* **PROBLEM STATEMENT**: Rewrite the entries below, substituting "place" for every "drop" and leaving everything else unchanged. Omit the pictures from your answer.

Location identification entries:
>> start

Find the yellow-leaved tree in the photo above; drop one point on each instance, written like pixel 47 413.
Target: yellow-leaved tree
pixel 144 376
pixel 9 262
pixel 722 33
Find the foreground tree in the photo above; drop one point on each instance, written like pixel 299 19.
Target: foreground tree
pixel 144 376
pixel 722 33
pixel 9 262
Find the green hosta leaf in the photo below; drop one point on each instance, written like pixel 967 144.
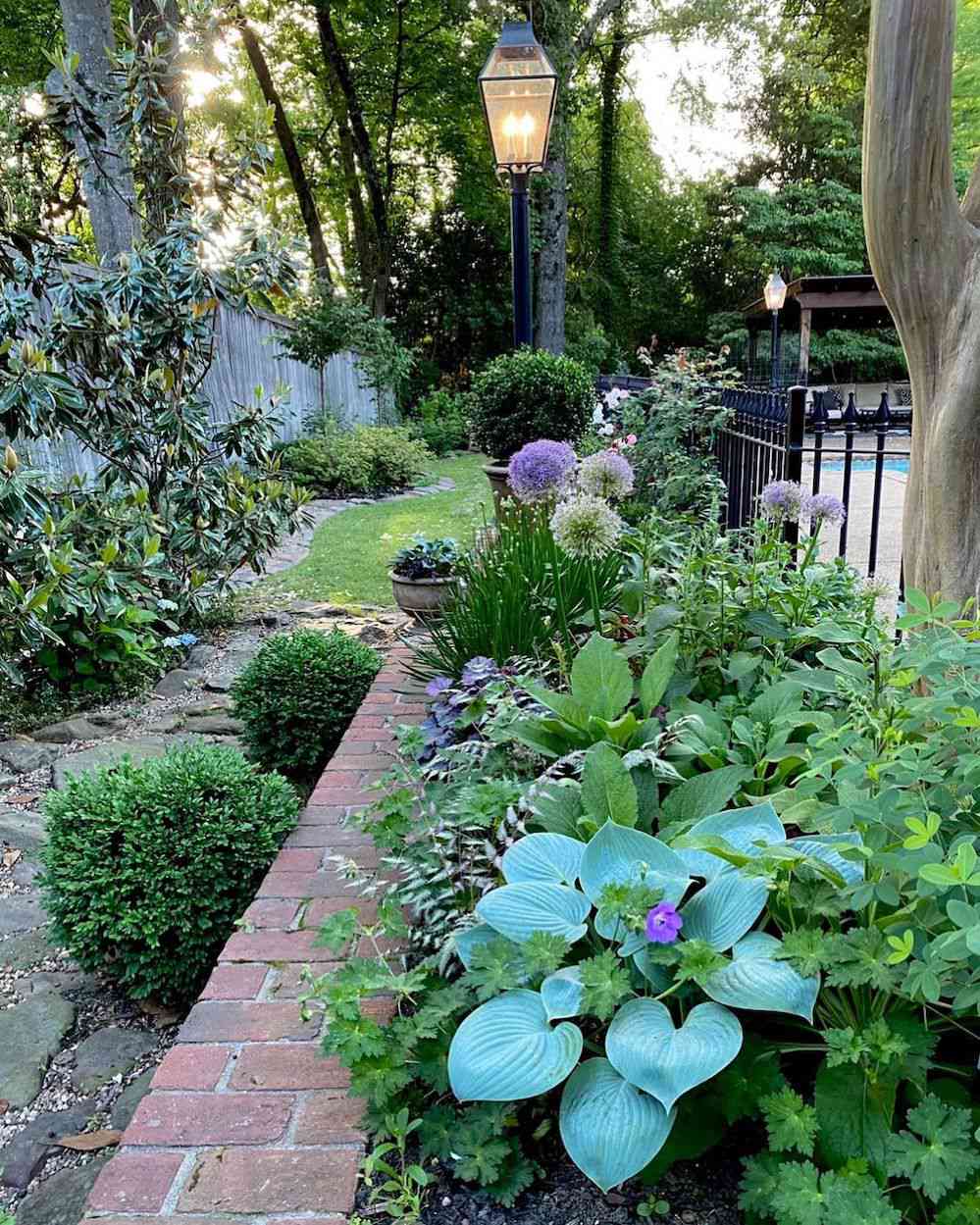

>> end

* **TASK OUTPUT**:
Find the yellow-leaved tree in the photo above; place one point on each instance, written like pixel 47 413.
Target: yellow-leaved tree
pixel 144 376
pixel 9 262
pixel 722 33
Find the foreground tree in the photo above; place one point on each instance, written like pixel 299 19.
Target: foreground tree
pixel 144 376
pixel 722 33
pixel 9 262
Find the green hosta leaf in the photo below; place one point on each instance, written like pixel 967 144.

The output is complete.